■ **Set problem A**:
Answer these questions about the blog posts:
(i) At what clock speed did the Llano 3850 run in the VR-zone video?
(ii) How much faster than Deneb at the same clock is Llano on the CPU side?
(iii) In what year should the AVX2 extensions be introduced with Haswell?
■ **Set problem B**:
Copy everything in the blog posts from "Monday, June 27, 2011" down to "still runs fine.", putting "Prime95" wherever "Linpack" appears.

═════ Quoted passage

Monday, June 27, 2011

Llano's multitasking performance

A video made by VR-zone showing Llano 3850 @3.4Ghz (OCed) running Crysis 2 with great fps and running simultaneously a Linpack test .All 4 cores loaded,game still runs fine.

Monday, June 13, 2011

Llano Vs SB (in progress)

Update: I'm waiting on complete AT review(still in preview stage). He did retest the A8 with 1600 and 1866MHz RAM and it made some massive difference. On the CPU side Llano is around 3-8% faster than Deneb at the same clock,solid improvement but nothing spectacular.For a slightly tweaked shrink it is a good result on the CPU side. Turbo may be a bit of a let down since max. turbo states are rarely hit due to shared TDP in which the GPU part is prioritized over CPU cores.Top desktop part has no Turbo and works at fixed 2.9Ghz clock with power management p-states in between(800MHz-2.9GHz).

I'm making a chart that summarizes Llano's general performance Vs SandyBridge parts,stay tuned.

Sunday, June 12, 2011

Revisiting Bulldozer ES weirdness story

You all remember my original blog post about BD ES weirdness that goes on in Far East(and probably elsewhere). Problem is/was that those chips are gimped in many ways so that competition is unable to figure out what is the true potential of the first new AMD core design since original K7.

Well we have a sequel now.

Intel announces AVX2 (Haswell) ISA extensions

Intel announced yesterday the new AVX2 ISA extensions that should be introduced with Haswell in 2013. We finally get 256bit integer AVX instructions since AVX1 was limited to FP when it comes to 256bit support.There are other additions like support for FMA(256b/128b but FP only),but main one is 256b integer SIMD support.

══════════
═════ Raw records

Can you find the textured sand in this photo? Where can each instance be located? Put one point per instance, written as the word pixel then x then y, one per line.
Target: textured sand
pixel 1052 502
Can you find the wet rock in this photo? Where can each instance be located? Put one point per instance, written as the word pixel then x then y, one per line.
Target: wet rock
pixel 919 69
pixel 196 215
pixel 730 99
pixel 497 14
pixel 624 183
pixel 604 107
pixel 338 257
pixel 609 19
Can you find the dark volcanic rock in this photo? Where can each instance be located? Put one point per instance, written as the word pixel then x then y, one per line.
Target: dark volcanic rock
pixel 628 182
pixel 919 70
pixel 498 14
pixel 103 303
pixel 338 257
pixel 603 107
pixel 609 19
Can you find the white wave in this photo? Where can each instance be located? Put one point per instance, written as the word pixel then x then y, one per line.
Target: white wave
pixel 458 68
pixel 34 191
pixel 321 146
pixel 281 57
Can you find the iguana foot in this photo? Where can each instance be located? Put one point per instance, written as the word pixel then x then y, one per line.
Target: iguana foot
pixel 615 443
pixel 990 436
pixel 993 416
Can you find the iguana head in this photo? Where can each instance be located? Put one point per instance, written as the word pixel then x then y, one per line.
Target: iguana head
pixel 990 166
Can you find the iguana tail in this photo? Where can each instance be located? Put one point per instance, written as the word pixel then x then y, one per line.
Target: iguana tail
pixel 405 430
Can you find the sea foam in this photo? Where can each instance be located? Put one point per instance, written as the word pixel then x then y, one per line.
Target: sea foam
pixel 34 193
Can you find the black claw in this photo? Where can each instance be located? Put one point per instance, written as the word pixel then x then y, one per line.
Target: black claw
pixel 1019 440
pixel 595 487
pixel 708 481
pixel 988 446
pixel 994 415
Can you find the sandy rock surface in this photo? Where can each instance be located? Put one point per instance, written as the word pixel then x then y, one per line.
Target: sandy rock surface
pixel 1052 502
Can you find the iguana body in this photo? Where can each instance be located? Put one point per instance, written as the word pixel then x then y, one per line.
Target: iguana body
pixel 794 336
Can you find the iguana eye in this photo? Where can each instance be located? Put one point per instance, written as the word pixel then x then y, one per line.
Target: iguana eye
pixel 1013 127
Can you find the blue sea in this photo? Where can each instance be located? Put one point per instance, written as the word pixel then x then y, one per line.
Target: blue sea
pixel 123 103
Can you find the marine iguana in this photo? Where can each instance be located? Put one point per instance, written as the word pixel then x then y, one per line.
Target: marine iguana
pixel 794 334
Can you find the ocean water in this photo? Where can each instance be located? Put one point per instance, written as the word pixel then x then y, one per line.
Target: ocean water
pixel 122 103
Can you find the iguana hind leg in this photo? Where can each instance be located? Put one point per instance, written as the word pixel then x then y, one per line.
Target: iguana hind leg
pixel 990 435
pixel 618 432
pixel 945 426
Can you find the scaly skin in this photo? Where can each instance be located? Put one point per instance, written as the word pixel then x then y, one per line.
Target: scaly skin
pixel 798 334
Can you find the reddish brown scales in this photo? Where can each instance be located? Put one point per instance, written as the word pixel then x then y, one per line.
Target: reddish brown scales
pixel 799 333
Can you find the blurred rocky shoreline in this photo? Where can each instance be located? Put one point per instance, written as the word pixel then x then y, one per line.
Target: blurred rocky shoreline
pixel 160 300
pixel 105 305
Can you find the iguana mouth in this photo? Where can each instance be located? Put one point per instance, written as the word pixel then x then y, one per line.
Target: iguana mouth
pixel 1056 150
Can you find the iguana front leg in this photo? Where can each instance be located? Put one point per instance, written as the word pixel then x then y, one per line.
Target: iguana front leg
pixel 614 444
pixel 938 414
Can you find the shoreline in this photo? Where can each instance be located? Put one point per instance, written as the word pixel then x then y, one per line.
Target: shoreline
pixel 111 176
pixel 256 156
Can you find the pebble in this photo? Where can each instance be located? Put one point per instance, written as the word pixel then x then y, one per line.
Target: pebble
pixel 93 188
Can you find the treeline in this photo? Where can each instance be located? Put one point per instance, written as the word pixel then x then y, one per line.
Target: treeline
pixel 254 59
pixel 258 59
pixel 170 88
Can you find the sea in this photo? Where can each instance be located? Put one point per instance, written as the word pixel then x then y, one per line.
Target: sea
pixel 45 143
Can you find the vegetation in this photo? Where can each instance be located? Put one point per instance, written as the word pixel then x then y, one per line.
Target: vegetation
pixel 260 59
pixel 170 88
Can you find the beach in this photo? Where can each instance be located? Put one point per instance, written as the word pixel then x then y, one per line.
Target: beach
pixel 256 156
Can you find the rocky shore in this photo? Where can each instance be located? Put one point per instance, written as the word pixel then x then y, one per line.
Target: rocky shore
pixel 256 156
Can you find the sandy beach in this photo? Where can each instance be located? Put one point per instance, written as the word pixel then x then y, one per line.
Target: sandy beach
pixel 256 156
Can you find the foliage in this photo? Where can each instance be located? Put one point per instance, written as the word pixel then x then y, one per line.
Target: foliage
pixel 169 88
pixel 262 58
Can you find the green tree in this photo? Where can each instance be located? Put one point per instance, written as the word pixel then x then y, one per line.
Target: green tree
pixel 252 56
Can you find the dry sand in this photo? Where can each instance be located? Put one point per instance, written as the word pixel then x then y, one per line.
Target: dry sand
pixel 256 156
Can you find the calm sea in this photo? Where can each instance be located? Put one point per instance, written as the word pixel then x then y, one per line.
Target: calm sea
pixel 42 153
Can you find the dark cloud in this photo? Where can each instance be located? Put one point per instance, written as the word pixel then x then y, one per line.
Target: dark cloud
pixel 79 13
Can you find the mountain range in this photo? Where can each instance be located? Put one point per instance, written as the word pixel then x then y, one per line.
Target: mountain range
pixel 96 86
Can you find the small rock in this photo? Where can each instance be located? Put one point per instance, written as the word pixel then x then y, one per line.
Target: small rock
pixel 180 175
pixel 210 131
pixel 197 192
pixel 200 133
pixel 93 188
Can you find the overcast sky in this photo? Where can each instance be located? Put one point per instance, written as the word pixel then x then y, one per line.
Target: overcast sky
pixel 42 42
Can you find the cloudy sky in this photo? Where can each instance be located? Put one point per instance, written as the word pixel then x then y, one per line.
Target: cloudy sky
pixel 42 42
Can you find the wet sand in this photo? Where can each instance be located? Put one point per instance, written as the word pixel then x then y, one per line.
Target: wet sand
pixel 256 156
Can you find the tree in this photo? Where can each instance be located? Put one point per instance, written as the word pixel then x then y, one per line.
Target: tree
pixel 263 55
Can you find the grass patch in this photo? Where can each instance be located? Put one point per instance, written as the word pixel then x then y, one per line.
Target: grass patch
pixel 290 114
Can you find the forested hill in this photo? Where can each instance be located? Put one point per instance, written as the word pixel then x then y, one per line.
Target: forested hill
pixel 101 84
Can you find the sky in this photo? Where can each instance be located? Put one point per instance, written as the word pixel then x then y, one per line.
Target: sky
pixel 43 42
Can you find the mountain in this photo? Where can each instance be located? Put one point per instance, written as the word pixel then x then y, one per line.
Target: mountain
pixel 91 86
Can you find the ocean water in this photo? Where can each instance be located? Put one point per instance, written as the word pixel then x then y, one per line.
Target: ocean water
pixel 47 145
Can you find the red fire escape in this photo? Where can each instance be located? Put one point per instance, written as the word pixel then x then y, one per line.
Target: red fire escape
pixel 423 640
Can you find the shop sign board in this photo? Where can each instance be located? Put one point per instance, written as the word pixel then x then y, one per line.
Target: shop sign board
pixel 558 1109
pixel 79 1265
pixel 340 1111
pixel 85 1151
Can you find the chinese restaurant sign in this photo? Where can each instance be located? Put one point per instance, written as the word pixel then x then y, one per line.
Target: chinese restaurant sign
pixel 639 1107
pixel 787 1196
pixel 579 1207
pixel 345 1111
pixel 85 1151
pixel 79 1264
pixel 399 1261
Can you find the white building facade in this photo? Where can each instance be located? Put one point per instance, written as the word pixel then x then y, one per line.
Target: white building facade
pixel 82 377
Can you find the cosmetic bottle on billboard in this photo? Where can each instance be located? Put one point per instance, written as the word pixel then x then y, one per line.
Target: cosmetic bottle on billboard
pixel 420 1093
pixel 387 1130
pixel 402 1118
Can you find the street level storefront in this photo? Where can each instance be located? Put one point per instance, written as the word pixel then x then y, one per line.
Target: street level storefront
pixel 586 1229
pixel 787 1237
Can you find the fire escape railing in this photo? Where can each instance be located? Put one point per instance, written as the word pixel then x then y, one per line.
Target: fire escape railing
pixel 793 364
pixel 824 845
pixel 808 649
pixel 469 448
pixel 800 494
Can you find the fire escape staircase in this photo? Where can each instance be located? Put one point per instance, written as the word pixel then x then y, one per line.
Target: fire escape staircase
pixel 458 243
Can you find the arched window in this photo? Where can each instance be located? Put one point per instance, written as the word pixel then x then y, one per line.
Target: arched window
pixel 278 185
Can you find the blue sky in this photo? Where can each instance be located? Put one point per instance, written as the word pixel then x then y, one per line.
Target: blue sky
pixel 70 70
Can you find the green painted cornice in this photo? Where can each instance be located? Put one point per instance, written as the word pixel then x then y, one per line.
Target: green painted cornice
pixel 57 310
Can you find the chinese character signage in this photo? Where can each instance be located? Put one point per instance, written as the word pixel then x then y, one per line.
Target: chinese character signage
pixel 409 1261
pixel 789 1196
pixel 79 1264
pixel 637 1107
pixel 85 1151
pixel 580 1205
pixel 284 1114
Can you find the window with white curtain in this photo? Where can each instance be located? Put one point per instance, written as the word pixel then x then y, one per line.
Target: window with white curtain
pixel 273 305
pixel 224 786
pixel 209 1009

══════════

■ **Right answer A**:
(i) 3.4Ghz, overclocked
(ii) Around 3-8%
(iii) 2013

■ **Right answer B**:
Monday, June 27, 2011

Llano's multitasking performance

A video made by VR-zone showing Llano 3850 @3.4Ghz (OCed) running Crysis 2 with great fps and running simultaneously a Prime95 test .All 4 cores loaded,game still runs fine.